What to produce: Take the data below and copy exactly the lines starting at the one with "of the open" and finishing at the one with "of the gravel", both included.
___
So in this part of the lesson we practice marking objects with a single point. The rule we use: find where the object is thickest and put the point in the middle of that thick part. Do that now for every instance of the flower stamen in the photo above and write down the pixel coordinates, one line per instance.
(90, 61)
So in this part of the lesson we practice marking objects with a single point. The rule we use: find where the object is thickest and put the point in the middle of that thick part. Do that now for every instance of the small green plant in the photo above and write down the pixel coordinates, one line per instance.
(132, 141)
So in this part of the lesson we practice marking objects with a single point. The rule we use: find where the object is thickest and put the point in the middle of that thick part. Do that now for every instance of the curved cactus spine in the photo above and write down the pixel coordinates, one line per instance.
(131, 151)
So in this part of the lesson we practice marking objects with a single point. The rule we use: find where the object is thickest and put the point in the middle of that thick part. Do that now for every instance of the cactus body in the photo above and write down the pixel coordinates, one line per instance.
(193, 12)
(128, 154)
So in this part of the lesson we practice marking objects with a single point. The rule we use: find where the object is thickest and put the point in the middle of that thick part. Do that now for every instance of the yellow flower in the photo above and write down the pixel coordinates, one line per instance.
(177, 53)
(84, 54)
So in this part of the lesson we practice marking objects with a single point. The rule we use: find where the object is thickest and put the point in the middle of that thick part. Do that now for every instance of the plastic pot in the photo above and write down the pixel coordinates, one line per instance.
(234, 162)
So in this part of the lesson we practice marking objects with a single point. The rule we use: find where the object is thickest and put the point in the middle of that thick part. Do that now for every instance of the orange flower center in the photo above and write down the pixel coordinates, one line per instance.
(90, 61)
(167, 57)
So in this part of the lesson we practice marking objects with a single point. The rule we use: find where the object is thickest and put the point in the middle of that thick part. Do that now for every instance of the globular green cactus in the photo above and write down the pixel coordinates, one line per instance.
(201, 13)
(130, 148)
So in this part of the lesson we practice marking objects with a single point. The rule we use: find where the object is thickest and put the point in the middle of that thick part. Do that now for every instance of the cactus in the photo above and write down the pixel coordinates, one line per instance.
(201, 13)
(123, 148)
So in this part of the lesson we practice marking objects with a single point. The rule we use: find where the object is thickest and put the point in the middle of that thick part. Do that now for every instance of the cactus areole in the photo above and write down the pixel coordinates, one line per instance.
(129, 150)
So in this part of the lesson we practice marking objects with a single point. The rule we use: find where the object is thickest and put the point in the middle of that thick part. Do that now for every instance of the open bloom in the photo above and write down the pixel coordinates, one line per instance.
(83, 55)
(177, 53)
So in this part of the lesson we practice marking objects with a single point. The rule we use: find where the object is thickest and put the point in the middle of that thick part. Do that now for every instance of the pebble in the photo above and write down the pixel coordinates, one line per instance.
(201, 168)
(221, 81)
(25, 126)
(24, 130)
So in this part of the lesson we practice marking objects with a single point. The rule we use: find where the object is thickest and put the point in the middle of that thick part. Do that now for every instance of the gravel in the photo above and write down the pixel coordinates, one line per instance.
___
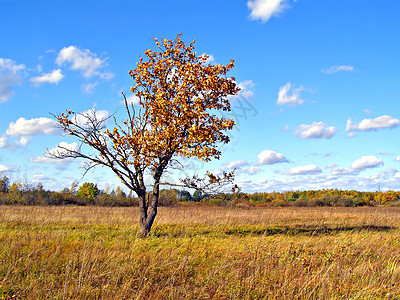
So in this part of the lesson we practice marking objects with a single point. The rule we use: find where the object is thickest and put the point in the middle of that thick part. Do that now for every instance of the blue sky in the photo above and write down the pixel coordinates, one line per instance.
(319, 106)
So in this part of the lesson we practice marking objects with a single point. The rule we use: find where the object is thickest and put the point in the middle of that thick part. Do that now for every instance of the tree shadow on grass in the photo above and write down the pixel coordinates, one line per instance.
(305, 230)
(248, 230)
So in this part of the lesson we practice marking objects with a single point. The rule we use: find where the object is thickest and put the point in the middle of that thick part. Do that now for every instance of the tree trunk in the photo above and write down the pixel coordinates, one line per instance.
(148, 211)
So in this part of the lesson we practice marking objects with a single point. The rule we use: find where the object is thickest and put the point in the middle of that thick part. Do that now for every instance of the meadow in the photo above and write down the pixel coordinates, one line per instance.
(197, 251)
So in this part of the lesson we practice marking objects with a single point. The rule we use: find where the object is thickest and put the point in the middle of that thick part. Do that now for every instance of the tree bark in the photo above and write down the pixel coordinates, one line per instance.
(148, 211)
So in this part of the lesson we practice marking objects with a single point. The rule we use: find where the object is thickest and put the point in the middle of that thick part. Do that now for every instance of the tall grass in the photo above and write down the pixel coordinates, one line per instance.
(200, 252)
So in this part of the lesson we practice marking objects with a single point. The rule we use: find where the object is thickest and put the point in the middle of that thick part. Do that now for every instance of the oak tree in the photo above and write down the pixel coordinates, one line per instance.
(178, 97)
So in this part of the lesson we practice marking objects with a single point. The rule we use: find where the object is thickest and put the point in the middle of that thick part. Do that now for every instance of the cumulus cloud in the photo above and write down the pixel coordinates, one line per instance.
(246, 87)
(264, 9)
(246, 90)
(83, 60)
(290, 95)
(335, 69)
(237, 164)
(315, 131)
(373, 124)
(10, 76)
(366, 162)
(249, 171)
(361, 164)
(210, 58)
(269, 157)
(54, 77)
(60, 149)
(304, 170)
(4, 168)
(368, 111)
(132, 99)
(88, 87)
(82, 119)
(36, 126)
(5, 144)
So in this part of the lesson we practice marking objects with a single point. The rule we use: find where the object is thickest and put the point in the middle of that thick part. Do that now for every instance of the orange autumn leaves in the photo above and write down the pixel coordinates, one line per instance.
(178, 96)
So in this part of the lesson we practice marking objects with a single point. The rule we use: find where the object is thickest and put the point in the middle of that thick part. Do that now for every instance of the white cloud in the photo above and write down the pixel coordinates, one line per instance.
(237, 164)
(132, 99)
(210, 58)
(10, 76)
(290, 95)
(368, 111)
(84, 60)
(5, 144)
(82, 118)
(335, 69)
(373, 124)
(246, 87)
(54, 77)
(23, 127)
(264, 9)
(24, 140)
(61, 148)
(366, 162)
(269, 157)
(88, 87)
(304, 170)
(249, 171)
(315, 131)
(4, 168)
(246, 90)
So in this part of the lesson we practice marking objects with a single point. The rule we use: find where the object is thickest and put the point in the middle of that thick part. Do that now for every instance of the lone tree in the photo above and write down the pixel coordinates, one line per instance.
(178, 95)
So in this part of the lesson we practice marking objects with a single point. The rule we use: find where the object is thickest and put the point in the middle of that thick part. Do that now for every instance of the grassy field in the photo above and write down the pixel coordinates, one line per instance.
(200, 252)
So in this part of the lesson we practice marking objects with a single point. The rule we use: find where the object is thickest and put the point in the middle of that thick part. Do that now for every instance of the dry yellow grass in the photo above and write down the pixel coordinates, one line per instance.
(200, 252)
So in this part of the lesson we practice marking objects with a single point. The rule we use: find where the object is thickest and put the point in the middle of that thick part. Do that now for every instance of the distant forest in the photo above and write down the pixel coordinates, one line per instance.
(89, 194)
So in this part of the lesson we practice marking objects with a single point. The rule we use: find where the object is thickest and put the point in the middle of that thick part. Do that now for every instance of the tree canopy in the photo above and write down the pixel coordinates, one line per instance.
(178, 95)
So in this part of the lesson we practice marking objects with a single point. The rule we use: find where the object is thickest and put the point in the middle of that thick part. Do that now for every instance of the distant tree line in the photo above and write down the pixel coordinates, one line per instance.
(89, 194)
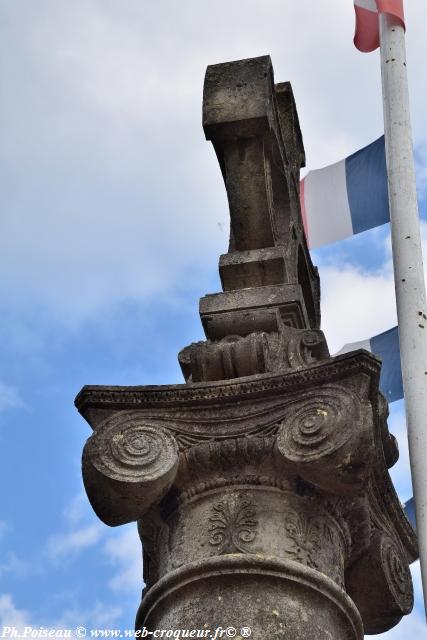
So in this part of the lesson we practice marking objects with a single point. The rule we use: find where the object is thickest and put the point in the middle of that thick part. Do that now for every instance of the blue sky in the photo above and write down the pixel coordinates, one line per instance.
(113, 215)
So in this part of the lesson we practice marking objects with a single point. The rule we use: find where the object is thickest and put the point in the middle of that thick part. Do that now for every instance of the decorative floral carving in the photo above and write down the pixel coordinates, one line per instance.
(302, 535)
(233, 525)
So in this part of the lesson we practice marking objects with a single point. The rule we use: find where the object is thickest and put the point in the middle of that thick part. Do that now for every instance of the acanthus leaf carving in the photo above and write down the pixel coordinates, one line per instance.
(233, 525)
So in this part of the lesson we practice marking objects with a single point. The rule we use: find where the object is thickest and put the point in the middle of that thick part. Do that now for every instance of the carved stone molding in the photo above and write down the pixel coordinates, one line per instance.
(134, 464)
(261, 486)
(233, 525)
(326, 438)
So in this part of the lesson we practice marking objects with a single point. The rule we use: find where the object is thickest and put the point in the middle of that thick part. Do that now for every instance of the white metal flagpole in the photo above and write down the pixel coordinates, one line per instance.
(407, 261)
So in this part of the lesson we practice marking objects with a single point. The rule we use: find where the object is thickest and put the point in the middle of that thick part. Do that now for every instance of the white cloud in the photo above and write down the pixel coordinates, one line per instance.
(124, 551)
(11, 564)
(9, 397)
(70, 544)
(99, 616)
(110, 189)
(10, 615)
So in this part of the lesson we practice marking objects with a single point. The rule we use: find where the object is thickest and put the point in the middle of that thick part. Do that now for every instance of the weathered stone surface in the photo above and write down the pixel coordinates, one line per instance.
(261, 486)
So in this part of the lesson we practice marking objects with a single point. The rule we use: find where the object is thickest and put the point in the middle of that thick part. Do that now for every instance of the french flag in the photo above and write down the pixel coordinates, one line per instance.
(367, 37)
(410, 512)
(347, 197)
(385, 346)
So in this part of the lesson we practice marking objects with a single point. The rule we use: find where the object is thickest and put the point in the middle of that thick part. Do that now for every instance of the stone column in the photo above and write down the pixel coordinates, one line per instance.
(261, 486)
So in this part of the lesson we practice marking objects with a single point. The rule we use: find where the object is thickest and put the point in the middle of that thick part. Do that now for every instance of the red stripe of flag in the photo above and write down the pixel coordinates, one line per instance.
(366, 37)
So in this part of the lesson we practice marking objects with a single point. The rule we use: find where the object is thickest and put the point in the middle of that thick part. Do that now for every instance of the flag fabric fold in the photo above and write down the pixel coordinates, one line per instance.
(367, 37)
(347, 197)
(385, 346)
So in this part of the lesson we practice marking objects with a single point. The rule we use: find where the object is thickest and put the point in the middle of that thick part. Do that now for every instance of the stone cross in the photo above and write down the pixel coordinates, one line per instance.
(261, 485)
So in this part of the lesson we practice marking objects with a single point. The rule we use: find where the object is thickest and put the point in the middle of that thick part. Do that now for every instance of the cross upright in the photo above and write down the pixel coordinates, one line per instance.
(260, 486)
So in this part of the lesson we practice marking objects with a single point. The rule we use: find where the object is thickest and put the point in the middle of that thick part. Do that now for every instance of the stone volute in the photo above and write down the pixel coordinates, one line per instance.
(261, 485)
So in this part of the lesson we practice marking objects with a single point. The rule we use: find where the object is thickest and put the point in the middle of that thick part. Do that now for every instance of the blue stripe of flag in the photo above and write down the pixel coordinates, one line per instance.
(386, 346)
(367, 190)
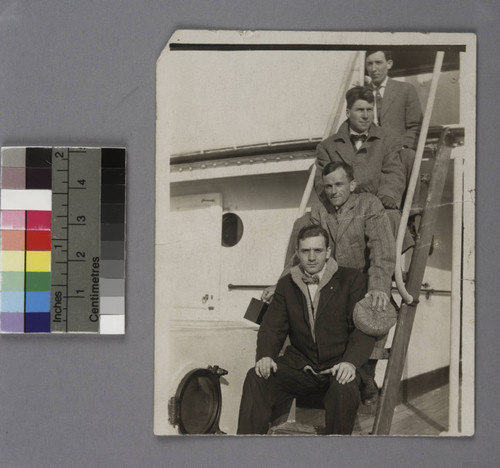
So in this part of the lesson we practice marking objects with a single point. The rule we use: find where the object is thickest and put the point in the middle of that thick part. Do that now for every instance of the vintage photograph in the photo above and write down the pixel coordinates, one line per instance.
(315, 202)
___
Written response:
So in this part of the lesson we practice marking objects with a single point. The rule we use: find where the object is thickest and put the point in the middle of that thick part. Do that now for every instance of the open bloom in the photo above and write down the pixel coordinates, one line per instance.
(83, 55)
(177, 53)
So in this part of the lesson we practice marking objects with a single point. The rule we use: find where the object is thickest and put the point in the middle of that thick part. Do that now for every instance of the pebble in the photo above and write down the pixel coordinates, one line per instance.
(201, 168)
(221, 81)
(25, 126)
(24, 130)
So in this part of the lesson we practice marking objects with a single point. The rule we use: find where the object is thickest and put the point in the middle of that thick part. Do that now for every instance of the gravel in the photo above and write down the pixel coordinates, one line per instance.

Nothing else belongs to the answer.